DOCUMENT EXTRACT:
Vaccine vectors

Lemiale F, Korokhov N. Lentiviral vectors for HIV disease prevention and treatment. Vaccine. 2009; 27:3443-3449.

HIV has posed major challenges to the scientific community, both in terms of treatment and prevention. Current drug regimens, while efficacious, are expensive, inaccessible to major parts of the world, induce major side effects, and cannot prevent escape mutants due to lack of compliance and drug fatigue. In the vaccine field, recent setbacks related to the interruption and cancellation of major advanced clinical trials using adenoviral vectors have highlighted the need for new and innovative strategies. Unique features of HIV-based lentiviral vectors (LVs) and the current progress in the LV-based platform development make them an attractive alternative for the further LV-based HIV vaccine development. In preclinical studies, they have demonstrated a high degree of immunogenicity, while overcoming pitfalls faced by other viral vectors. These findings, combined with recent progress in large scale lentiviral vectors production/purification, make this strategy worth considering for further vaccine development.

Editors’ note: In making the case for further study of lentiviral vectors, this article provides a description of the evolution of HIV vaccine strategies. These aim to overcome the challenges of HIV-1 sequence diversity, latency, high rates of mutation and recombination, and infection by HIV of critical immune cells. Among the current approaches are strategies using protein-based formulations to induce neutralising antibodies and vector systems to induce cellular immunity – we will likely need both for an effective HIV vaccine.


Wang L, Cheng C, Ko SY, Kong WP, Kanekiyo M, Einfeld D, Schwartz RM, King CR, Gall JG, Nabel GJ. Delivery of adenovirus HIV vaccine vectors to the intestine induces enhanced mucosal cellular immunity. J Virol. 2009;83:7166-75.

EXERCISE:
Reproduce the vaccine vectors extract from "Editors’ note: In" up to and including "J Virol. 2009;83:7166-75.". Work only from the vaccine vectors extract.

Point-per-instance localization records:
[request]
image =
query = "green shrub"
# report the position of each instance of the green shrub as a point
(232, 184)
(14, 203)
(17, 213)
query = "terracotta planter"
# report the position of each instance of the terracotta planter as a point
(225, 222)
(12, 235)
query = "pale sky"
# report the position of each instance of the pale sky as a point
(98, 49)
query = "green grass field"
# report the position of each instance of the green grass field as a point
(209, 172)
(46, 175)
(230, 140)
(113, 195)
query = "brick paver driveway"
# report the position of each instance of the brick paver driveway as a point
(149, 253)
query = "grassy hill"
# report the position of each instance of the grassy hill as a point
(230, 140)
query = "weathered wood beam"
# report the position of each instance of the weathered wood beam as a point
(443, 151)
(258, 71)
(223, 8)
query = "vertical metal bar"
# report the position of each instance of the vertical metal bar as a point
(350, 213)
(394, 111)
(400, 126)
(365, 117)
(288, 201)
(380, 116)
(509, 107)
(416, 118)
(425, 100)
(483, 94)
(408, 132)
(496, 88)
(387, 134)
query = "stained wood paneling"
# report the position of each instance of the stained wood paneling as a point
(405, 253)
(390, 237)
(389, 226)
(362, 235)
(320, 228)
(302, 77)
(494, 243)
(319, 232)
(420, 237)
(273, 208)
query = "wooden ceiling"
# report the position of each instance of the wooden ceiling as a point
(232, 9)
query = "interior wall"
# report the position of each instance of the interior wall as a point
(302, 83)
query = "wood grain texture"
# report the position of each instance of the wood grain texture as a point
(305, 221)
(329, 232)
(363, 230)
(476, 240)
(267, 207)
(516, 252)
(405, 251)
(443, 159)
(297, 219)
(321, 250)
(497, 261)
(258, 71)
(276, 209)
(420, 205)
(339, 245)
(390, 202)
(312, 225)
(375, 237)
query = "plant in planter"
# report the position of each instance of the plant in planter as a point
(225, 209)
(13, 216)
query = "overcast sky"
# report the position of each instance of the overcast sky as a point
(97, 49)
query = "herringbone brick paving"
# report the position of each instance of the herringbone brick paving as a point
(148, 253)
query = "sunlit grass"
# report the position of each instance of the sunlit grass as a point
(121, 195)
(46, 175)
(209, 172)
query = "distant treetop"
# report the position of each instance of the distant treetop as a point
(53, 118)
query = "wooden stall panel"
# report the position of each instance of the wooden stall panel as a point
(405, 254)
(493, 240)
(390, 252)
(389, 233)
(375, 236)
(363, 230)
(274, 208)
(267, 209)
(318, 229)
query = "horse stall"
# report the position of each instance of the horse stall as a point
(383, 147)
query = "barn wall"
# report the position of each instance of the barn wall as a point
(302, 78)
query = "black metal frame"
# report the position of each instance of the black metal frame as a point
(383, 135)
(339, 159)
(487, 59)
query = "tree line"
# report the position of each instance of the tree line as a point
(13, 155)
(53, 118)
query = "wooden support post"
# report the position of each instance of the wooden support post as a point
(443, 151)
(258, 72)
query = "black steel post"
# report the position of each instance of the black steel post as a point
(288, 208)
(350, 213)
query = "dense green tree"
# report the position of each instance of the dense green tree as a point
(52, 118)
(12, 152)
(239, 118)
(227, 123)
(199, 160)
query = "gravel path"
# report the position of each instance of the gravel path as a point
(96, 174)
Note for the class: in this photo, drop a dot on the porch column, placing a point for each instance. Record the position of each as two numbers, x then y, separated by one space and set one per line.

RESULT OF THIS TASK:
Editors’ note: In making the case for further study of lentiviral vectors, this article provides a description of the evolution of HIV vaccine strategies. These aim to overcome the challenges of HIV-1 sequence diversity, latency, high rates of mutation and recombination, and infection by HIV of critical immune cells. Among the current approaches are strategies using protein-based formulations to induce neutralising antibodies and vector systems to induce cellular immunity – we will likely need both for an effective HIV vaccine.


Wang L, Cheng C, Ko SY, Kong WP, Kanekiyo M, Einfeld D, Schwartz RM, King CR, Gall JG, Nabel GJ. Delivery of adenovirus HIV vaccine vectors to the intestine induces enhanced mucosal cellular immunity. J Virol. 2009;83:7166-75.